» **EXERCÍCIOS PROPOSTOS**:
#1 Copie do trecho sobre a norma geral antielisiva a parte que começa em “O art. 116, parágrafo único, do” e segue até “Lei nº 13.202/2015.”.
#2 Prossiga com o trecho sobre a norma geral antielisiva a partir da última frase apresentada.

» **TRECHO DO DOCUMENTO**:
O art. 116, parágrafo único, do CTN, foi inserido pela Lei Complementar nº 104/2001, sendo comumente chamada de “norma geral antielisiva”. Segue, abaixo, sua transcrição literal, para análise no presente estudo:
“(…) Parágrafo único. A autoridade administrativa poderá desconsiderar atos ou negócios jurídicos praticados com a finalidade de dissimular a ocorrência do fato gerador do tributo ou a natureza dos elementos constitutivos da obrigação tributária, observados os procedimentos a serem estabelecidos em lei ordinária. (…)”
Ao longo dos anos, houve duas tentativas de regulamentar o tema: a Medida Provisória nº 66/2002, nos arts. 13 a 19, que foram excluídos quando da conversão na Lei n. 10.637/2002 e a Medida Provisória nº 685, nos arts. 1º a 12, os quais foram suprimidos na ocasião da conversão na Lei nº 13.202/2015.
Na análise do dispositivo, é visível que são estabelecidos dois limites para a prerrogativa conferida à autoridade administrativa para a desconsideração de atos ou negócios jurídicos: um limite de caráter material, atos com finalidade de “dissimular” e um limite de caráter normativo, em que se aponta a necessidade de procedimentos a serem estabelecidos em lei ordinária.
Entendendo que o estudo do Direito Tributário gira em torno da constante tensão entre as prerrogativas do fisco e os direitos do contribuinte, é com embasamento nesses dois limites que deve ser realizada a interpretação do art. 116, parágrafo único do CTN.
Compreende-se por dissimular:
“usar de dissimulação, escondendo ou encobrindo os próprios sentimentos, desejos, desígnios etc.; não deixar aparecer; disfarçar, ocultar; aparentar o contrário do que realmente ocorre; esconder(-se) para não ser visto ou reconhecido; ocultar(-se).”.

Entradas de apontamento e rotulagem
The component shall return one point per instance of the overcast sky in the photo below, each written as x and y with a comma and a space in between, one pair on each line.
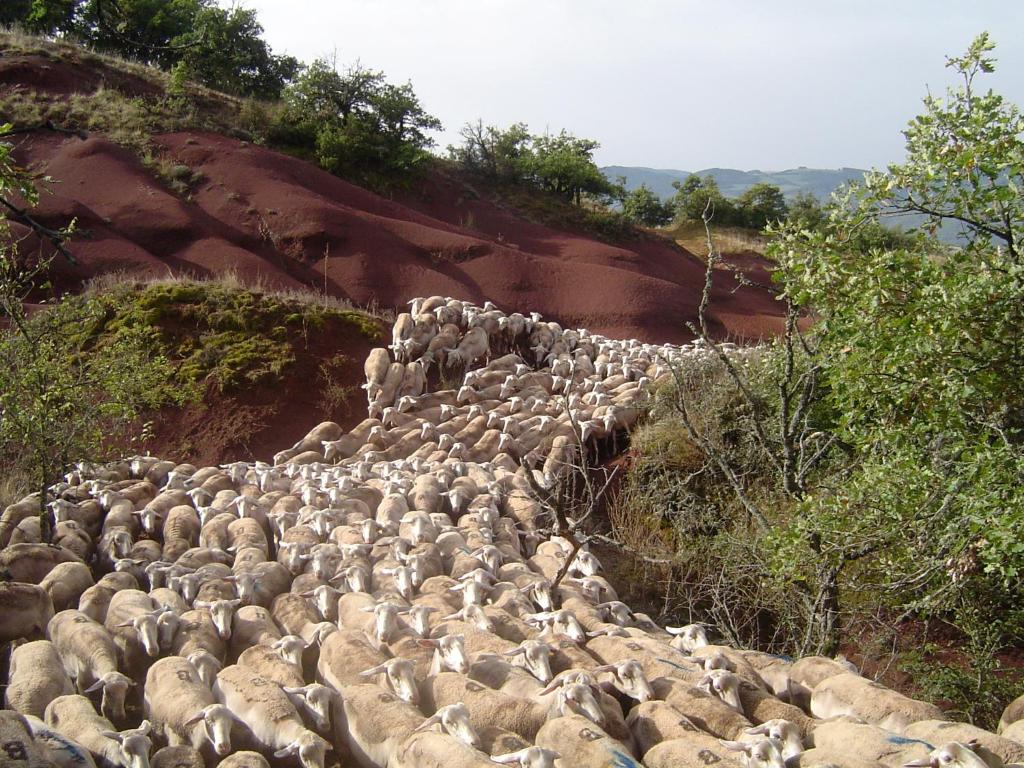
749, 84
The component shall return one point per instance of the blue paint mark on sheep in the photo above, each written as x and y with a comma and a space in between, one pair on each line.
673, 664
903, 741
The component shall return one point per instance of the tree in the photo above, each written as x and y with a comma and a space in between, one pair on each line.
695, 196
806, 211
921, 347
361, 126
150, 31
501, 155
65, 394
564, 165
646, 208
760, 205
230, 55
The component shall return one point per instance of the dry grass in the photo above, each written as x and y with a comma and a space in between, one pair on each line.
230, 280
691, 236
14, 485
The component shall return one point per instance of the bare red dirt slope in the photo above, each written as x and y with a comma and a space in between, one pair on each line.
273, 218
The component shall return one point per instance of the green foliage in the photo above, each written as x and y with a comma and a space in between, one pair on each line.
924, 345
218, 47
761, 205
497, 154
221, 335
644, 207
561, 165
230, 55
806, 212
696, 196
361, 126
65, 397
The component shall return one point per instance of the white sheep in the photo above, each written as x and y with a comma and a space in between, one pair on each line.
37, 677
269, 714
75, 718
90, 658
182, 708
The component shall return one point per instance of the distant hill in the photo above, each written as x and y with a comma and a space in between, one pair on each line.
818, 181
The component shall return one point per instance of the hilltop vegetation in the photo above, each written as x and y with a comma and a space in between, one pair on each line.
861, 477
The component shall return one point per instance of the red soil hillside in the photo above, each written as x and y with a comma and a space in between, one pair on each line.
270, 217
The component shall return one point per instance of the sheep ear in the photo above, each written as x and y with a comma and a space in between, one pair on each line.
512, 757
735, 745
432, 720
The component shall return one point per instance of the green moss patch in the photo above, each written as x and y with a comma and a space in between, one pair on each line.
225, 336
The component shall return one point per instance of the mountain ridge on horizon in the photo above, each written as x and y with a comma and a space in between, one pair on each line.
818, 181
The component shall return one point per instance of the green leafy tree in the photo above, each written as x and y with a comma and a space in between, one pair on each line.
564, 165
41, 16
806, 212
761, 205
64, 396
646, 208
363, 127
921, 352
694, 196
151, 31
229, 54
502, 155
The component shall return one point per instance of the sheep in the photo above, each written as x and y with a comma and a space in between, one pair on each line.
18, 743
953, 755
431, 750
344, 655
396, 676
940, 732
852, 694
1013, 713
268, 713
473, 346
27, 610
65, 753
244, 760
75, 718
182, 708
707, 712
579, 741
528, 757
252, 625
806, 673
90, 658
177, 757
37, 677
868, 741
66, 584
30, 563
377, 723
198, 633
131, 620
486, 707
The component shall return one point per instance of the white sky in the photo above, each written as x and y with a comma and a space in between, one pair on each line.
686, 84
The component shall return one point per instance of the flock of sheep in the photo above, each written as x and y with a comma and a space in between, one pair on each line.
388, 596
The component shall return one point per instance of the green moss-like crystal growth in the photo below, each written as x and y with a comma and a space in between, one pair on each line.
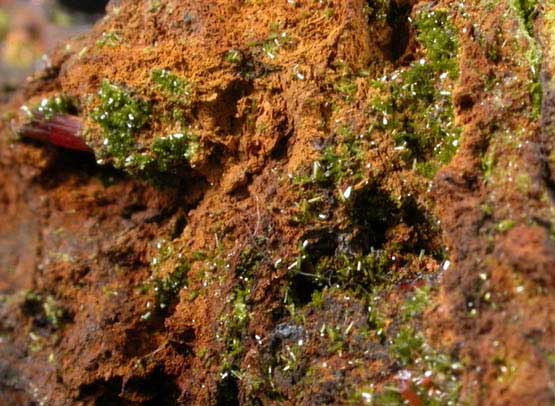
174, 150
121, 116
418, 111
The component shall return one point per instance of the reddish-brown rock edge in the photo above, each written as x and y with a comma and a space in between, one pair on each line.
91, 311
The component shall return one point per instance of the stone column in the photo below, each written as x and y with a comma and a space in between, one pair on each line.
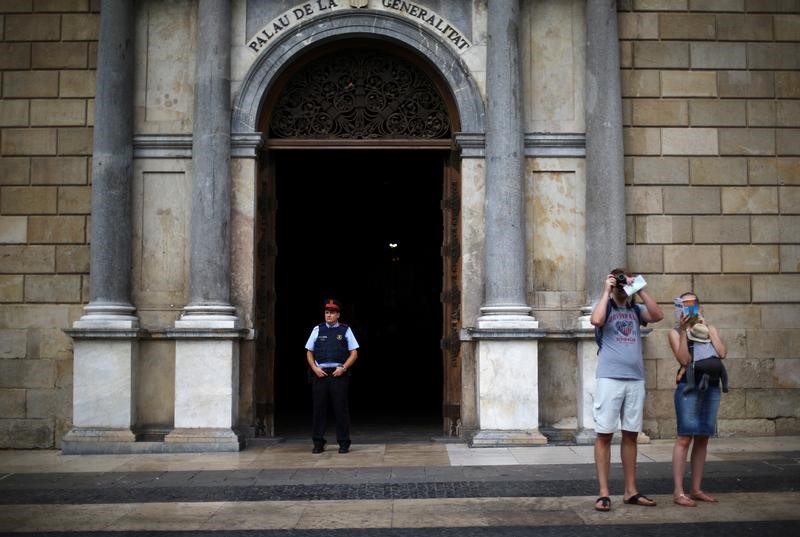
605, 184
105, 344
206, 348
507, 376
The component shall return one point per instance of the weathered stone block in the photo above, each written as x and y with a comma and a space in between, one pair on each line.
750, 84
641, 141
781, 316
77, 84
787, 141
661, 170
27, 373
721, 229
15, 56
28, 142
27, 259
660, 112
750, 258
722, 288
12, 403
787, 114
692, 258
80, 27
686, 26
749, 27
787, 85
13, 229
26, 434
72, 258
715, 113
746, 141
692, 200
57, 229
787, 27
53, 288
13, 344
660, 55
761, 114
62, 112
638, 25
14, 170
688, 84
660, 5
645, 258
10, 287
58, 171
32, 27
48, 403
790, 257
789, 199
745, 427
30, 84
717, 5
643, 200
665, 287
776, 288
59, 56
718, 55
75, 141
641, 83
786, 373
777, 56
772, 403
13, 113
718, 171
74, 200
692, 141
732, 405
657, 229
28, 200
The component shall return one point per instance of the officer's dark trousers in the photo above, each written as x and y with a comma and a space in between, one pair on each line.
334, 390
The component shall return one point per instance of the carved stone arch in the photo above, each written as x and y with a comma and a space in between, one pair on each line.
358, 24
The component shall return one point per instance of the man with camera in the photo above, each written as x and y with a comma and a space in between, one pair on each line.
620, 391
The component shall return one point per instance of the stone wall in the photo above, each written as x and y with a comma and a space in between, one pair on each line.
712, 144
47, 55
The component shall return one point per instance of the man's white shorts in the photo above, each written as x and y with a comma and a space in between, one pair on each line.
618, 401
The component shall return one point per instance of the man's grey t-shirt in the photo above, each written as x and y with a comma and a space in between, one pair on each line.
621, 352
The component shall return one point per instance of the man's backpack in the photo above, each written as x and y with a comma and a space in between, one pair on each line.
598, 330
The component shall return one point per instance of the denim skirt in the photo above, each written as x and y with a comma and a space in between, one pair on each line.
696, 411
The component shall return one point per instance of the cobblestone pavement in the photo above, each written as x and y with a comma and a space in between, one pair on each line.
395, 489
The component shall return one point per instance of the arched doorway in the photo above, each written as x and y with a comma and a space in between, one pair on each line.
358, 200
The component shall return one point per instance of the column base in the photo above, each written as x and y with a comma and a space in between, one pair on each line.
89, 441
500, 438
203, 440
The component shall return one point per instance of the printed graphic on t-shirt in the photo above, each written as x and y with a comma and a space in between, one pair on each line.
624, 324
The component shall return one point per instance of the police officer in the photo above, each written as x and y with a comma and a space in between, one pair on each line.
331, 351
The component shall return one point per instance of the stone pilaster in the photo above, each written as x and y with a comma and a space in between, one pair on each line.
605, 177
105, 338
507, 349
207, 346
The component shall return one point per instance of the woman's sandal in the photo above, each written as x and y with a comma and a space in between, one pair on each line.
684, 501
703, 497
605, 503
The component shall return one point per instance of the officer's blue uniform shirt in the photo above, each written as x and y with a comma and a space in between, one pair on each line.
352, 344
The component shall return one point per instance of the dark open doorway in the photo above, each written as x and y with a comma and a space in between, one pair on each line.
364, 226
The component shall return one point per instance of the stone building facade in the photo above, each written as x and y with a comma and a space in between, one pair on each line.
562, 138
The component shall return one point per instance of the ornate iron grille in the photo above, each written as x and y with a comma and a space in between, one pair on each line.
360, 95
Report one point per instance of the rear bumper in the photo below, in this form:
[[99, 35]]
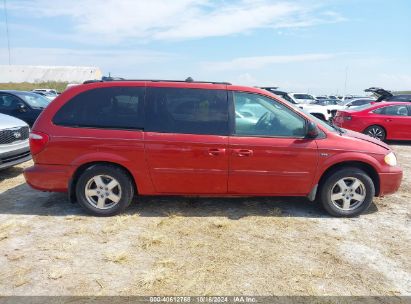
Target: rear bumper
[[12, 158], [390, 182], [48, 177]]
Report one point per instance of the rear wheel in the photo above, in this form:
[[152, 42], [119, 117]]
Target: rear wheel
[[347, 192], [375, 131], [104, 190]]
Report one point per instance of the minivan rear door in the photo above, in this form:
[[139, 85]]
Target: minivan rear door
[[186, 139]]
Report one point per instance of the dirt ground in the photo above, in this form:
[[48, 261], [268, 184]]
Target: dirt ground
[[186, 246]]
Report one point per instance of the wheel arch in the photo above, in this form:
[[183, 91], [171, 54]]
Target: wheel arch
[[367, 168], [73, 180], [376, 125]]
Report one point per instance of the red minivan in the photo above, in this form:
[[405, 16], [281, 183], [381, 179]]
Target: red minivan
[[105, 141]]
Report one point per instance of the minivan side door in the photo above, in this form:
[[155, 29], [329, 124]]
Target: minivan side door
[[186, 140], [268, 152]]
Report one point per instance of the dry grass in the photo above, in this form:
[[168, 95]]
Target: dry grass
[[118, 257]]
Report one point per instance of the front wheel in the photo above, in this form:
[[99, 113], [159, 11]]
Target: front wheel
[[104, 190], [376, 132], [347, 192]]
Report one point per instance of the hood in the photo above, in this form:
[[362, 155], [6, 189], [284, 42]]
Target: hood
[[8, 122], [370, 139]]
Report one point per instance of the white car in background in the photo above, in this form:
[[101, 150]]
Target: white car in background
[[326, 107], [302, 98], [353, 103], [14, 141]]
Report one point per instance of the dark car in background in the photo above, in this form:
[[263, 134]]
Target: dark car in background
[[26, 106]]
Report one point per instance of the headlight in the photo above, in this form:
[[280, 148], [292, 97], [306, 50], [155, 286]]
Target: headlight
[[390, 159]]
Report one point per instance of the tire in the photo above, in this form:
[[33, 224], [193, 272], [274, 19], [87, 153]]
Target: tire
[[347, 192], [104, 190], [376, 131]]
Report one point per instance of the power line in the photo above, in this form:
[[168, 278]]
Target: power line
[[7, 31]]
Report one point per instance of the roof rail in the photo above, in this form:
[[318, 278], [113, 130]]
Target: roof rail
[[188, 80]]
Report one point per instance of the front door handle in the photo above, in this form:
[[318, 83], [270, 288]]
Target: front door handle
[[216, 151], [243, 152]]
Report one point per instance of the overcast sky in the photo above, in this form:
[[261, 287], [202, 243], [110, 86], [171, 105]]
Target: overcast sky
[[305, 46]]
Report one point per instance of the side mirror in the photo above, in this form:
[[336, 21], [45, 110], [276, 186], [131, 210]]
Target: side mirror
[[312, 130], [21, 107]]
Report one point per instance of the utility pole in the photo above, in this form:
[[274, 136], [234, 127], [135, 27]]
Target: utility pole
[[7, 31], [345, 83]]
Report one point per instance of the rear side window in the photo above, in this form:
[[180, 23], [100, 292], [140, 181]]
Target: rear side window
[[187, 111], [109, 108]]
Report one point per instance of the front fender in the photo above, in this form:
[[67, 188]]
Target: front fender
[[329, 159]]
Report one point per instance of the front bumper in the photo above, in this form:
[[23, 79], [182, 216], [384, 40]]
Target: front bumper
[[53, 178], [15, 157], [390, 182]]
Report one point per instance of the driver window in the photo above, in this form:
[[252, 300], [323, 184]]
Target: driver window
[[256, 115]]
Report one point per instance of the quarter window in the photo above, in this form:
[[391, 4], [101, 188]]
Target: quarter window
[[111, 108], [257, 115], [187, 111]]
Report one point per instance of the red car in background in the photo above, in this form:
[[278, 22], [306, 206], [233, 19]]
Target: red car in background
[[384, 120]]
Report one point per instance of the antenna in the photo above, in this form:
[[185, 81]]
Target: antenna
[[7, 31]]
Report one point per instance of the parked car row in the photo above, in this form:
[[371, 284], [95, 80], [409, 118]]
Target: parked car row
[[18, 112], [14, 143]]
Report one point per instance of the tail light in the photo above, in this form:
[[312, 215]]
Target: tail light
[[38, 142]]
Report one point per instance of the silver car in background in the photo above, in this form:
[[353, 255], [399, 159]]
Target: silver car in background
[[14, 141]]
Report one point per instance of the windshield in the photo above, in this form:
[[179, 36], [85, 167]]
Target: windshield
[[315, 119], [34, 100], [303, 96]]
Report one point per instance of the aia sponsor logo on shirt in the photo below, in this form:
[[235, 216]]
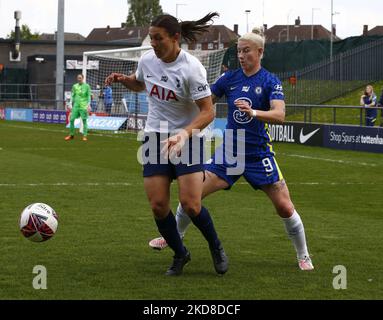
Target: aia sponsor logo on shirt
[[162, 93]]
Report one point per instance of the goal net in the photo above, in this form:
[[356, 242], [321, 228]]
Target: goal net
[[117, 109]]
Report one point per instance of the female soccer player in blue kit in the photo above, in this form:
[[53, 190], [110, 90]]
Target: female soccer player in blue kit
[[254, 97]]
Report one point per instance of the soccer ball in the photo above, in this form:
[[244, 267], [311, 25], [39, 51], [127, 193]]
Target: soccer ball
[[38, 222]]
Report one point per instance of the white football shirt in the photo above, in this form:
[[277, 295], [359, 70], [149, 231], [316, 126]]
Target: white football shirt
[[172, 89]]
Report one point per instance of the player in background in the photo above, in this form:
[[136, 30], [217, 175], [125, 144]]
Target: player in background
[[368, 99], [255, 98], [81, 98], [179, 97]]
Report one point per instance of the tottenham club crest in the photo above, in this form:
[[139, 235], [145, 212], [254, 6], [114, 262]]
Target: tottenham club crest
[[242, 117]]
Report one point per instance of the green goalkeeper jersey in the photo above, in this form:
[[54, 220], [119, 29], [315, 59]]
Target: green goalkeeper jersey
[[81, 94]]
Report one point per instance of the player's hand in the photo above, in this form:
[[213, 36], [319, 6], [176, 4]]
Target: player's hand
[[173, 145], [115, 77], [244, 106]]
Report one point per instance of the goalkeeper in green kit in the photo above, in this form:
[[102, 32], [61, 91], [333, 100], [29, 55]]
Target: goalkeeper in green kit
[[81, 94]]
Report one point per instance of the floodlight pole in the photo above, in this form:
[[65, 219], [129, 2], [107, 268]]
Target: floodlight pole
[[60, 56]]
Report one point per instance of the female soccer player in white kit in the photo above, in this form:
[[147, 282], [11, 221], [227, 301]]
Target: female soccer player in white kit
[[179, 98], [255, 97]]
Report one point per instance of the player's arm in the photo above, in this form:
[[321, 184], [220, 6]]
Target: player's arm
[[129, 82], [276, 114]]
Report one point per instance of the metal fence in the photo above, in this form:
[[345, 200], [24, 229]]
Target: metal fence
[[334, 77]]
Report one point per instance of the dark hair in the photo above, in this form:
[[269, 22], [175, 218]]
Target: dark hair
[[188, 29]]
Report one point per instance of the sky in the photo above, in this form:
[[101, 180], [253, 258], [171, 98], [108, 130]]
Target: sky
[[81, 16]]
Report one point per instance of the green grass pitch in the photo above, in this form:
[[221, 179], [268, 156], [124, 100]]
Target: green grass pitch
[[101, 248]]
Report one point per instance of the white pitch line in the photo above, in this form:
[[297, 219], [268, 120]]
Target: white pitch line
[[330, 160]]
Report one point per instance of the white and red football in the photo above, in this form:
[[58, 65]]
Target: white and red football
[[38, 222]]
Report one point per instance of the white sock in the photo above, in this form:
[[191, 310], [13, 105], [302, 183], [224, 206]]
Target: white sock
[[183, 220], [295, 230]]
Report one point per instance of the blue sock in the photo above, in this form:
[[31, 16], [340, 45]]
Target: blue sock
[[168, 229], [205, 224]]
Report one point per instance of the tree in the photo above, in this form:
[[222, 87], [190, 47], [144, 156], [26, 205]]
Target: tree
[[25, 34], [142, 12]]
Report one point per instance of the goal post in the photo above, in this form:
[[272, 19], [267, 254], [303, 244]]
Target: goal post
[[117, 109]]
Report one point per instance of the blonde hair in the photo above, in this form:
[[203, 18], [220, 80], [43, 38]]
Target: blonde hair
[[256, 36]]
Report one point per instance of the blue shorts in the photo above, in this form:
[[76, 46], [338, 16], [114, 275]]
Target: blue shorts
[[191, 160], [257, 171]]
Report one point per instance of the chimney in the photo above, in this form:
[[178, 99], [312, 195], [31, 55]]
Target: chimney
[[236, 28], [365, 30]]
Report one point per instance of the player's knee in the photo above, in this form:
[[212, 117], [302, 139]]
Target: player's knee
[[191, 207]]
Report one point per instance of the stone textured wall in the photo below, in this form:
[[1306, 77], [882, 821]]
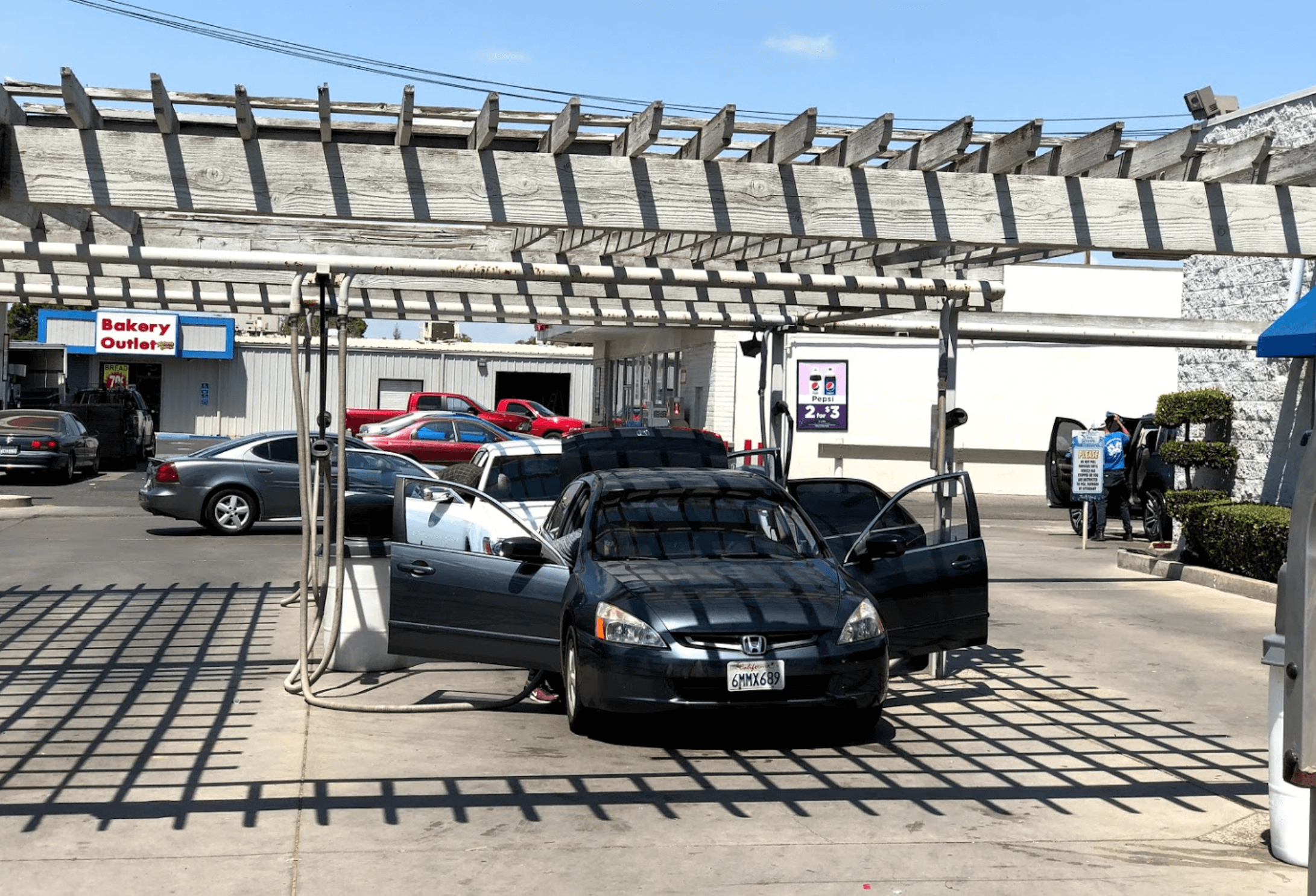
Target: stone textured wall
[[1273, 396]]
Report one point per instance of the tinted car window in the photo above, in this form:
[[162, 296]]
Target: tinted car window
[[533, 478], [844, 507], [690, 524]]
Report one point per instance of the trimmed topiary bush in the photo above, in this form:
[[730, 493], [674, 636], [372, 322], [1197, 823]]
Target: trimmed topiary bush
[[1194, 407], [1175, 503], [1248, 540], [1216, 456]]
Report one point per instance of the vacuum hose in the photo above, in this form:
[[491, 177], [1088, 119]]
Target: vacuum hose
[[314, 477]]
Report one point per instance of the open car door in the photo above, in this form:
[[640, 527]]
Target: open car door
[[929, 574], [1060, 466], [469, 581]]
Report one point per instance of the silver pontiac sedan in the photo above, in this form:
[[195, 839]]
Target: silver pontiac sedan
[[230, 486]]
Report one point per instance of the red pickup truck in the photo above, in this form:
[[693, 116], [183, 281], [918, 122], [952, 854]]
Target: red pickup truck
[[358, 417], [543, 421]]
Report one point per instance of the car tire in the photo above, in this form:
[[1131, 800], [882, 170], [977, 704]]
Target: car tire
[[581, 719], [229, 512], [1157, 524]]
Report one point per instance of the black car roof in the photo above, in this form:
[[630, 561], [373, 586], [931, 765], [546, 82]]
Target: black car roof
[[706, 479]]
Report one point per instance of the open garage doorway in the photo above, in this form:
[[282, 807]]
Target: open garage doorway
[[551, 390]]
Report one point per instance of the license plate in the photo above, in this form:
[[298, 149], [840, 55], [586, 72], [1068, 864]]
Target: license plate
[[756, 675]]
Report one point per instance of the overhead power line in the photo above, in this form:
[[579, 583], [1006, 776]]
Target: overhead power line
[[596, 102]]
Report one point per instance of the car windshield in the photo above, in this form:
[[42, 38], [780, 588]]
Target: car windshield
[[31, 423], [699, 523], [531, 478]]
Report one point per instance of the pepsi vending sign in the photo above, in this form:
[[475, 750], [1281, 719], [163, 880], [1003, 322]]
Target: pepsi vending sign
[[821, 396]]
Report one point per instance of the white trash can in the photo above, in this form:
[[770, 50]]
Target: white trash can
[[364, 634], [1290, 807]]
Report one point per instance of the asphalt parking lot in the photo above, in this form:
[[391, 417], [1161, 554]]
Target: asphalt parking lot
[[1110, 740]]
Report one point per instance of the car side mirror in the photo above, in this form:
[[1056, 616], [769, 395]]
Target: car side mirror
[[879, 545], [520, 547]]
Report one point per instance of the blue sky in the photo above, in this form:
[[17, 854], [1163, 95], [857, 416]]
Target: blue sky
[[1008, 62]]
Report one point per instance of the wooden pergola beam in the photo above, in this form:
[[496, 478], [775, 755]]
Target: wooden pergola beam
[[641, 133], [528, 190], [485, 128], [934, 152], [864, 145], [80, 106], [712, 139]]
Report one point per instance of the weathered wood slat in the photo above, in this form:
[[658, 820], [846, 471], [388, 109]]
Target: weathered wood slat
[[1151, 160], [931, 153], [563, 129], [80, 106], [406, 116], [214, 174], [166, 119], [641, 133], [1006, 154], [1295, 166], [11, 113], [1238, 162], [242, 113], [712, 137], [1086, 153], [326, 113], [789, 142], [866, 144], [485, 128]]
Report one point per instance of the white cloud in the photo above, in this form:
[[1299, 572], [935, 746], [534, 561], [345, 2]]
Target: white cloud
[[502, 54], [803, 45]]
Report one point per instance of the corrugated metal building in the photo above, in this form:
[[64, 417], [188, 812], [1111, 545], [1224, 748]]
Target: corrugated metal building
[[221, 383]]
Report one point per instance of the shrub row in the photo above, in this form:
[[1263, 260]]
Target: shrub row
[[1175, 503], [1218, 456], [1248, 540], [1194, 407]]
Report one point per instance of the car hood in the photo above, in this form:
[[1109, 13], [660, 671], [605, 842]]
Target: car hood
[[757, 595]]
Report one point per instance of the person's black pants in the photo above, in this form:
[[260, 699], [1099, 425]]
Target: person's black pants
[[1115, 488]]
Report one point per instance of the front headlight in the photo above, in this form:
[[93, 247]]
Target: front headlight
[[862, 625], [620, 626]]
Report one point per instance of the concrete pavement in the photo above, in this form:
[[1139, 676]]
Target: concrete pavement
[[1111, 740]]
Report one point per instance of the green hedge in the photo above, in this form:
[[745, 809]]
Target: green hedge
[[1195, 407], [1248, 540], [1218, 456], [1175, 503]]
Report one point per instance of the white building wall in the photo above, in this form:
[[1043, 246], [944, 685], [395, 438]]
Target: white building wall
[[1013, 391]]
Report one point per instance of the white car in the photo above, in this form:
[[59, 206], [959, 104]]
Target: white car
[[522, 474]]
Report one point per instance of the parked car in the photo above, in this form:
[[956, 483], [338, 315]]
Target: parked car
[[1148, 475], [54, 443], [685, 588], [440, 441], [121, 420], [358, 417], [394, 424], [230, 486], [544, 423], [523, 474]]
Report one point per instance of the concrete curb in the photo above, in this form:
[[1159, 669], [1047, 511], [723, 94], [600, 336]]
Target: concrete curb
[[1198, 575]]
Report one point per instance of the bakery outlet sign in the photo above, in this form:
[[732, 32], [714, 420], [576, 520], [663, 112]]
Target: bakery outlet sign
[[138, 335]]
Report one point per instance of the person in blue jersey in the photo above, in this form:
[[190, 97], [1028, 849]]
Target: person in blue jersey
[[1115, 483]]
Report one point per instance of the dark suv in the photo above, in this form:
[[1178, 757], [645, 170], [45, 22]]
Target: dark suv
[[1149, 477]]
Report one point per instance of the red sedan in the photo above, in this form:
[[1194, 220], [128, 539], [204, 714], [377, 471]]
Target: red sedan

» **RESPOSTAS DO EXERCÍCIO**:
#1
O art. 116, parágrafo único, do CTN, foi inserido pela Lei Complementar nº 104/2001, sendo comumente chamada de “norma geral antielisiva”. Segue, abaixo, sua transcrição literal, para análise no presente estudo:
“(…) Parágrafo único. A autoridade administrativa poderá desconsiderar atos ou negócios jurídicos praticados com a finalidade de dissimular a ocorrência do fato gerador do tributo ou a natureza dos elementos constitutivos da obrigação tributária, observados os procedimentos a serem estabelecidos em lei ordinária. (…)”
Ao longo dos anos, houve duas tentativas de regulamentar o tema: a Medida Provisória nº 66/2002, nos arts. 13 a 19, que foram excluídos quando da conversão na Lei n. 10.637/2002 e a Medida Provisória nº 685, nos arts. 1º a 12, os quais foram suprimidos na ocasião da conversão na Lei nº 13.202/2015.

#2
Em matéria tributária, tem-se que dissimulação, também conhecida como simulação relativa, ocorre nos casos em que há dois negócios jurídicos: um que se expõe a terceiros – o “negócio simulado” e o que efetivamente ocorre de acordo com a vontade dos agentes, também denominado de “pacto simulatório”.
Sob a ótica do art. 116, parágrafo único, do CTN, o “pacto simulatório” seria o negócio jurídico que se tenta esconder, e que provocaria a ocorrência de um fato gerador ou exporia a existência de elemento constitutivo da obrigação tributária, enquanto o “negócio simulado” seria o exposto a terceiros com a finalidade de esconder, disfarçar, e que poderia ser desconsiderado.
Tal desconsideração, entretanto, deverá ser realizada através dos ditames a serem estabelecidos em lei ordinária, em obediência ao limite normativo imposto pelo art. 116, parágrafo único do CTN. O próprio dispositivo dispõe que, para fins de desconsideração de negócios jurídicos simulados, deverão ser observados procedimentos específicos e necessários para a aplicação integral da norma. Tais procedimentos, se existissem, garantiriam o devido processo legal administrativo, o exercício do contraditório e da ampla defesa, além de conferir maior segurança jurídica ao contribuinte.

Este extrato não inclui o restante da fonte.